__Exercise data__
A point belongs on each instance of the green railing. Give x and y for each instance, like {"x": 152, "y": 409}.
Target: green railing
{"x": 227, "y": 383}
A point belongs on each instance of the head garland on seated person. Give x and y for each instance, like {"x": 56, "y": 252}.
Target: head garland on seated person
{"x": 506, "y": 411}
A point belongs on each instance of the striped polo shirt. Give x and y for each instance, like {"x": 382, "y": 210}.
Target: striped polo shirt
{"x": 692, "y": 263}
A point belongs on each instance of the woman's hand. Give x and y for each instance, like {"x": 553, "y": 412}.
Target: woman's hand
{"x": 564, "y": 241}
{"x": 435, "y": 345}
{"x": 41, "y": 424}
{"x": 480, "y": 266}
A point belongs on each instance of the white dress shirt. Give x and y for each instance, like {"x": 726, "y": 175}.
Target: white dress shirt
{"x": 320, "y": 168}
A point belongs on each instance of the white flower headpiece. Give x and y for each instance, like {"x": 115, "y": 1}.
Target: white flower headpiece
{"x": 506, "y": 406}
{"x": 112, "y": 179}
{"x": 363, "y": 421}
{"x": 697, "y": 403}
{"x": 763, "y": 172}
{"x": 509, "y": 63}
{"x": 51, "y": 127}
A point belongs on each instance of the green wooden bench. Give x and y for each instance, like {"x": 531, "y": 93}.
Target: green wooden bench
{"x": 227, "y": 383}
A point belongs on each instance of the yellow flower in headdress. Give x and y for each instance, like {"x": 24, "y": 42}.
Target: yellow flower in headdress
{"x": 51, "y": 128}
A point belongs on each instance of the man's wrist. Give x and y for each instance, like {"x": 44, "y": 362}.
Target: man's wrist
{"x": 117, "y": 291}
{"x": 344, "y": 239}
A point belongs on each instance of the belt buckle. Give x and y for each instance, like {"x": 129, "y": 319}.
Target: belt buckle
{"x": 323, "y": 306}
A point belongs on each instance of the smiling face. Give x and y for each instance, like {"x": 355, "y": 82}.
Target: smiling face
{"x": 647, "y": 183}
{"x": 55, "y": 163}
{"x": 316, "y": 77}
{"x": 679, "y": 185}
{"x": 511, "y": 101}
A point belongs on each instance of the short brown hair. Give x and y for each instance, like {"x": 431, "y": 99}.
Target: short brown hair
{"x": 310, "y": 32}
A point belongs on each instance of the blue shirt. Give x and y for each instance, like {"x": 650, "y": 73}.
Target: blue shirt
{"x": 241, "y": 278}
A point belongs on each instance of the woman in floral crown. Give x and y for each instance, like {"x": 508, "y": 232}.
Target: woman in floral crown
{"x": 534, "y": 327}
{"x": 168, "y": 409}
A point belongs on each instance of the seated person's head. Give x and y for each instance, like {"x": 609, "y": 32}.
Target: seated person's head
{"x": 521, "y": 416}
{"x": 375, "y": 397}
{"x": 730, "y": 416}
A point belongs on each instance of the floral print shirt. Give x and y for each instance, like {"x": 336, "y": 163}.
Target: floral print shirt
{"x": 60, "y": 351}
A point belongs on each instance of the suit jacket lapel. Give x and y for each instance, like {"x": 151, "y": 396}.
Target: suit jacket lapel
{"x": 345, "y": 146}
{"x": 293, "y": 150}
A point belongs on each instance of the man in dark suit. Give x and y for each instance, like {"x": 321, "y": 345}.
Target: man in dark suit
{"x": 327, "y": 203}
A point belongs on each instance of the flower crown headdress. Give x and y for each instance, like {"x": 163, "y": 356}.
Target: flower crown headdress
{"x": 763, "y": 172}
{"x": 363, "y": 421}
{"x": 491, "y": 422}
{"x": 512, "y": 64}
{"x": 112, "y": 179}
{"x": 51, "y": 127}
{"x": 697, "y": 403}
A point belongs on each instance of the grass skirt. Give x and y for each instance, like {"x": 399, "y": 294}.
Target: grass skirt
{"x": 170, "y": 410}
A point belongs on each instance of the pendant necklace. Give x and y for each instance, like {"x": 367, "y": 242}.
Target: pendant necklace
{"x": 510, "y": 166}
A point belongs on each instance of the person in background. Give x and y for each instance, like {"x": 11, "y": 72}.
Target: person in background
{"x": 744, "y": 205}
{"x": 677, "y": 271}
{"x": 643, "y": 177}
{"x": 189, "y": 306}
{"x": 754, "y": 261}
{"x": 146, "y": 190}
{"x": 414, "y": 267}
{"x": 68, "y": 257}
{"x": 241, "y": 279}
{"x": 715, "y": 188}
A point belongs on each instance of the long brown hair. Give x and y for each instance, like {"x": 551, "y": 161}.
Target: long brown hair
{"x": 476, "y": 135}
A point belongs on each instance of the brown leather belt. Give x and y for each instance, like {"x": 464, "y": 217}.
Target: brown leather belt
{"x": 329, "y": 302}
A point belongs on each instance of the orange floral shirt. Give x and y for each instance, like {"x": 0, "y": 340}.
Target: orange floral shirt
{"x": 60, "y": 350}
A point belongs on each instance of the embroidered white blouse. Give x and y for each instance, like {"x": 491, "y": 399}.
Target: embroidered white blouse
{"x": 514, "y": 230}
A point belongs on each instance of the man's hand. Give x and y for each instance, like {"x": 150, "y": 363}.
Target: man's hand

__Do this__
Render every line of the listing above as a JSON array of strings, one string per line, with blank lines left out.

__Result of this exercise__
[
  "A point belongs on each instance of the green railing. Give x and y for each instance, like {\"x\": 152, \"y\": 409}.",
  "Target: green railing",
  "{\"x\": 227, \"y\": 383}",
  "A point belongs on each instance of the head garland on seated person. Give x and y for each instance, like {\"x\": 56, \"y\": 252}.",
  "Target: head garland on seated person",
  "{\"x\": 506, \"y\": 411}",
  "A point belongs on each instance of the striped polo shirt. Give x and y for each instance, like {\"x\": 382, \"y\": 210}.",
  "Target: striped polo shirt",
  "{\"x\": 692, \"y\": 263}",
  "A point belongs on each instance of the woman's hand. Give x and y for each instance, like {\"x\": 553, \"y\": 412}.",
  "Target: woman's hand",
  "{\"x\": 564, \"y\": 241}",
  "{\"x\": 435, \"y\": 345}",
  "{\"x\": 41, \"y\": 424}",
  "{\"x\": 480, \"y\": 266}",
  "A point belongs on each instance of the white dress shirt. Give x and y for each instance, like {\"x\": 726, \"y\": 175}.",
  "Target: white dress shirt",
  "{\"x\": 320, \"y\": 168}",
  "A point belongs on each instance of the white flower headpiece. Give x and y for each instance, like {\"x\": 115, \"y\": 1}.",
  "Target: white flower headpiece",
  "{\"x\": 506, \"y\": 406}",
  "{\"x\": 112, \"y\": 179}",
  "{\"x\": 363, \"y\": 421}",
  "{\"x\": 697, \"y\": 403}",
  "{\"x\": 763, \"y\": 172}",
  "{\"x\": 509, \"y\": 63}",
  "{\"x\": 51, \"y\": 127}",
  "A point belongs on each instance of the green wooden bench. Give x and y for each instance, like {\"x\": 531, \"y\": 93}.",
  "Target: green wooden bench",
  "{\"x\": 227, \"y\": 383}",
  "A point belongs on each instance of the yellow flower in headdress. Give x and y for each instance, like {\"x\": 24, \"y\": 42}.",
  "Target: yellow flower in headdress",
  "{\"x\": 51, \"y\": 128}",
  "A point belongs on each instance of the man's wrist. Give x and y for each instance, like {\"x\": 44, \"y\": 362}.",
  "Target: man's wrist",
  "{\"x\": 117, \"y\": 291}",
  "{\"x\": 344, \"y\": 239}",
  "A point belongs on each instance of the belt buckle. Give x and y for each instance, like {\"x\": 129, \"y\": 319}.",
  "Target: belt buckle",
  "{\"x\": 323, \"y\": 306}",
  "A point belongs on each instance of the smiling face. Give x and y for each instance, like {\"x\": 355, \"y\": 82}.",
  "Target: smiling face",
  "{\"x\": 647, \"y\": 183}",
  "{\"x\": 55, \"y\": 163}",
  "{\"x\": 316, \"y\": 77}",
  "{\"x\": 679, \"y\": 185}",
  "{\"x\": 511, \"y\": 101}",
  "A point belongs on each instance of the short brown hair. Give x and y for each instance, like {\"x\": 431, \"y\": 99}.",
  "Target: short brown hair",
  "{\"x\": 310, \"y\": 32}",
  "A point belongs on each instance of the blue shirt. Give x and y for each instance, like {\"x\": 650, \"y\": 73}.",
  "Target: blue shirt",
  "{\"x\": 241, \"y\": 278}",
  "A point belongs on each instance of the woman in floral crown. Give x and y for each instance, like {\"x\": 508, \"y\": 232}.",
  "Target: woman in floral crown",
  "{\"x\": 534, \"y\": 327}",
  "{\"x\": 168, \"y\": 409}",
  "A point belongs on each instance of the seated person's head. Give x and y for each instance, like {\"x\": 609, \"y\": 32}.",
  "Target: seated person's head",
  "{\"x\": 521, \"y\": 416}",
  "{\"x\": 375, \"y\": 397}",
  "{\"x\": 730, \"y\": 416}",
  "A point belongs on each instance of the floral print shirt. Give x and y for each instance, like {\"x\": 336, \"y\": 163}.",
  "Target: floral print shirt",
  "{\"x\": 60, \"y\": 351}",
  "A point belongs on each instance of the suit jacket lapel. Give x and y for each instance, like {\"x\": 151, \"y\": 396}.",
  "Target: suit jacket lapel",
  "{\"x\": 345, \"y\": 146}",
  "{\"x\": 293, \"y\": 150}",
  "A point belongs on each instance of the man in dark suit. Give x and y for each instance, like {\"x\": 321, \"y\": 345}.",
  "Target: man in dark suit",
  "{\"x\": 327, \"y\": 203}",
  "A point belongs on each instance of the flower crown headdress. Give x and y for each instance, like {\"x\": 163, \"y\": 356}.",
  "Target: flower crown headdress",
  "{\"x\": 763, \"y\": 172}",
  "{\"x\": 363, \"y\": 421}",
  "{\"x\": 491, \"y\": 422}",
  "{\"x\": 512, \"y\": 64}",
  "{\"x\": 112, \"y\": 179}",
  "{\"x\": 51, \"y\": 127}",
  "{\"x\": 697, \"y\": 403}",
  "A point belongs on each instance of the grass skirt. Give x and y for each instance, like {\"x\": 399, \"y\": 294}.",
  "Target: grass skirt",
  "{\"x\": 170, \"y\": 410}",
  "A point belongs on each instance of the pendant necklace. Give x and y for each instance, like {\"x\": 367, \"y\": 242}.",
  "Target: pendant necklace",
  "{\"x\": 510, \"y\": 166}",
  "A point belongs on each instance of the person in background. Give x and y for each instance, like {\"x\": 11, \"y\": 72}.",
  "Target: person in background",
  "{\"x\": 744, \"y\": 205}",
  "{\"x\": 677, \"y\": 271}",
  "{\"x\": 643, \"y\": 177}",
  "{\"x\": 189, \"y\": 306}",
  "{\"x\": 754, \"y\": 261}",
  "{\"x\": 146, \"y\": 190}",
  "{\"x\": 414, \"y\": 267}",
  "{\"x\": 68, \"y\": 257}",
  "{\"x\": 241, \"y\": 279}",
  "{\"x\": 715, \"y\": 188}",
  "A point belongs on each instance of the long brown hair. Give x and y for each instance, like {\"x\": 551, \"y\": 161}.",
  "Target: long brown hair",
  "{\"x\": 476, \"y\": 135}",
  "A point belongs on each instance of the brown leather belt. Give x and y for each instance, like {\"x\": 464, \"y\": 217}.",
  "Target: brown leather belt",
  "{\"x\": 329, \"y\": 302}",
  "A point belongs on each instance of the orange floral shirt. Give x and y for each instance, like {\"x\": 0, \"y\": 340}.",
  "Target: orange floral shirt",
  "{\"x\": 60, \"y\": 350}",
  "A point belongs on each instance of the embroidered white blouse. Give x and y for each instance, like {\"x\": 491, \"y\": 399}.",
  "Target: embroidered white blouse",
  "{\"x\": 514, \"y\": 230}",
  "A point belongs on each instance of the man's hand. Give x and y for each instance, like {\"x\": 150, \"y\": 363}.",
  "Target: man's hand"
]